5. When children who are bound by fear and worry
from their parents grow up and get married, they may become anxious when their
husbands want to spend time alone or with friends (p. 83). In our case, because I am hyper-independent,
I think my wife may feel anxious when I establish clear boundaries with her and
am comfortable being alone. “While the
avoider may prefer to be alone, pleasers actually feel lost and anxious when
they’re isolated” (p. 84). Of course, my
wife has improved a lot and doesn't feel anxious like she did at the beginning
of our marriage. However, I still think
that since my wife has not yet fully embraced independence like I have, she
might try to please me in order to alleviate her anxiety when I want to be
alone. In doing so, she might try even harder to spend more time together,
because that might help her reduce her anxiety to some extent.
6. “Making decisions requires a level of
self-reliance and self-confidence.
Decision making becomes difficult when we are overly concerned about
rejection or making others mad” (p. 84).
The reason this phrase makes me think for a moment is that, in my
opinion, my wife finds it very difficult to make decisions. While she has improved a lot since the early
days of our marriage, I still think she struggles with decision-making. To that extent, it seems that my wife worries
excessively about being rejected or making others angry. As a pleaser, she is naturally sensitive to
other people's reactions, because if others are happy, she will be happy
too. So, if my wife wants to make decisions
about things she wants to do with me, hoping to make me happy by pleasing me,
she must be very mindful when we discuss it. Ha ha. It’s not a laughing matter, but the reason I
laugh is that just yesterday, while we were having dinner, my wife was talking
about her Korean marathon group, which has a year-end meeting in mid-December.
She asked me via text whether I would go with her, and after asking, she
thought a lot about whether I would be uncomfortable if I said "yes"
and went. Haha. If I (being an avoider) go there and don’t know anyone (except
her), and feel uncomfortable, it would mean that I’m not making her happy, so
from her perspective, it’s understandable that she would be worried and
anxious. So, after sending me the
invitation for the year-end gathering via KakaoTalk yesterday, my wife wrote,
‘Should I go or not???’ and sent it to me. Haha. In the end, while we were having dinner
yesterday, my wife talked to her running friend to find out what would be
happening at the year-end gathering (since I wanted to know), and we agreed to
discuss it further and make a decision later. Haha.
7. “Fearful pleasers usually control in passive
ways with one purpose in mind: to keep others close to them. When people around
them detach emotionally or physically, the pleasers' apprehensions intensify”)

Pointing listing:
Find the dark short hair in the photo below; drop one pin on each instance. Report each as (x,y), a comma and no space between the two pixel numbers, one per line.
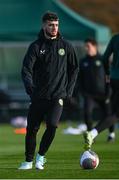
(50,16)
(91,40)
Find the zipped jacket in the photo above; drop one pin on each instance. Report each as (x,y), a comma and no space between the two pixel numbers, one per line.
(50,68)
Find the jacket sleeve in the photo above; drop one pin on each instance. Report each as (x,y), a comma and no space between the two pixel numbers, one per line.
(72,70)
(27,69)
(106,56)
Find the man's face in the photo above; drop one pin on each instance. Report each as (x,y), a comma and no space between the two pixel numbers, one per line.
(51,28)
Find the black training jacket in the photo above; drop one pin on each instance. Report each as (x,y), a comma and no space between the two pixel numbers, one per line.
(49,68)
(92,76)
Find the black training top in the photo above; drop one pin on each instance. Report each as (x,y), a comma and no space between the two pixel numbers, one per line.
(49,68)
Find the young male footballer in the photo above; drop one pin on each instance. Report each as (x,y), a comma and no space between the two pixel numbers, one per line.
(49,73)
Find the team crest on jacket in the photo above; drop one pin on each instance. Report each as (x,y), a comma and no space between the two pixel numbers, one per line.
(61,52)
(98,63)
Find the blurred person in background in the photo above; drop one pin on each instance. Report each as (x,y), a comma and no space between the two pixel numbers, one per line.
(93,86)
(49,73)
(112,74)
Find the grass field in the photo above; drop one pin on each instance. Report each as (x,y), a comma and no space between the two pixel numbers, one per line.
(63,157)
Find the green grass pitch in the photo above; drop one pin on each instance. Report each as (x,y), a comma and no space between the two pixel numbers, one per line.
(62,157)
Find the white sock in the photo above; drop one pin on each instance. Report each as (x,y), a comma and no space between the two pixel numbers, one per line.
(94,133)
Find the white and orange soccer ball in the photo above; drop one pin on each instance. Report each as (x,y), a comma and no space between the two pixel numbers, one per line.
(89,160)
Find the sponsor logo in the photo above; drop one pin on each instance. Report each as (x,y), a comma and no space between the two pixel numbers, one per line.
(61,52)
(98,63)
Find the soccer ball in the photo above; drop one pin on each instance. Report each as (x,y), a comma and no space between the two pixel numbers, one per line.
(89,160)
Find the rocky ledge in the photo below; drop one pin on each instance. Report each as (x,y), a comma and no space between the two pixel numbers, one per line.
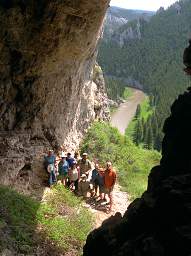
(159,223)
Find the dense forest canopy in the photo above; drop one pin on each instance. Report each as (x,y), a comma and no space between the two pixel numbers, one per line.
(150,52)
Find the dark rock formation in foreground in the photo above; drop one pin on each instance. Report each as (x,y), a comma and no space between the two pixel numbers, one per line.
(159,223)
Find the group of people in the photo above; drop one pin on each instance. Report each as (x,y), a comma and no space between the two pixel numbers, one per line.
(81,176)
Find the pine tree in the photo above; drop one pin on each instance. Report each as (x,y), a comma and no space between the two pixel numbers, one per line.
(138,111)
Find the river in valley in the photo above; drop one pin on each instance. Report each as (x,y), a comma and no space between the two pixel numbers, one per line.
(126,111)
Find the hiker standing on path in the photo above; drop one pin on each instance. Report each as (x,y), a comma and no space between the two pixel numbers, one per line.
(83,186)
(74,175)
(70,159)
(63,167)
(109,182)
(95,180)
(84,165)
(50,161)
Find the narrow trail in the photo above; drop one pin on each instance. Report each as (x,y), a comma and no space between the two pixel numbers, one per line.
(120,119)
(126,111)
(120,204)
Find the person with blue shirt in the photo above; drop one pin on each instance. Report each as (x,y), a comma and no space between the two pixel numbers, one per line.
(70,160)
(95,179)
(50,161)
(63,168)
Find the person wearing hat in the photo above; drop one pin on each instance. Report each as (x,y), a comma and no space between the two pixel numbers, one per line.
(84,165)
(70,159)
(63,168)
(109,182)
(74,175)
(83,186)
(50,161)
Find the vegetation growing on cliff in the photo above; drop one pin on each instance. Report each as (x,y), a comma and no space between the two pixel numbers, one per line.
(133,164)
(58,223)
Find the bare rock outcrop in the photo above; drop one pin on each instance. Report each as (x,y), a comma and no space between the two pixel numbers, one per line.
(159,223)
(49,90)
(47,52)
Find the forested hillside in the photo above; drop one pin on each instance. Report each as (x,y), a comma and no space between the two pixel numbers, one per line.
(116,17)
(153,59)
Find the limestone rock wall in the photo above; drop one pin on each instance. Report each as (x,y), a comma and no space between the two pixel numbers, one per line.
(47,52)
(49,91)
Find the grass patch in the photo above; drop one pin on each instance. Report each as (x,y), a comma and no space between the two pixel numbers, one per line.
(146,111)
(133,163)
(60,219)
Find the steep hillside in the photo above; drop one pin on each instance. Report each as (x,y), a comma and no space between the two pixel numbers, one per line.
(117,17)
(151,56)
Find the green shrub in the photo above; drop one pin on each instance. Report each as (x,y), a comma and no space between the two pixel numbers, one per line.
(133,163)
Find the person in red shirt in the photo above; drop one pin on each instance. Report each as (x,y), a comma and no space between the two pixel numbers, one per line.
(109,182)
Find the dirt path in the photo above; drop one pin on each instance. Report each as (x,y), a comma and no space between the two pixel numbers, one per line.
(120,204)
(125,113)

* [What to work on]:
• A. From the reflection on pleasers and avoiders, pull out the passage starting with "The reason this" and going on through "meeting in mid-December.", word for word.
• B. Give each numbered point in the reflection on pleasers and avoiders by its number and its first five words.
• C. Using the reflection on pleasers and avoiders, say whether each statement agrees with it: (i) The wife asked the writer by text whether he would go with her. (ii) The marathon group's year-end meeting is in early December. (iii) At dinner the couple decided to attend the gathering.

* [Answers per task]:
• A.
The reason this phrase makes me think for a moment is that, in my
opinion, my wife finds it very difficult to make decisions. While she has improved a lot since the early
days of our marriage, I still think she struggles with decision-making. To that extent, it seems that my wife worries
excessively about being rejected or making others angry. As a pleaser, she is naturally sensitive to
other people's reactions, because if others are happy, she will be happy
too. So, if my wife wants to make decisions
about things she wants to do with me, hoping to make me happy by pleasing me,
she must be very mindful when we discuss it. Ha ha. It’s not a laughing matter, but the reason I
laugh is that just yesterday, while we were having dinner, my wife was talking
about her Korean marathon group, which has a year-end meeting in mid-December.

• B.
5. When children who are bound
6. “Making decisions requires a level
7. “Fearful pleasers usually control in

• C.
(i) Yes: "She asked me via text whether I would go with her"
(ii) No: "has a year-end meeting in mid-December"
(iii) No: "we agreed to discuss it further and make a decision later"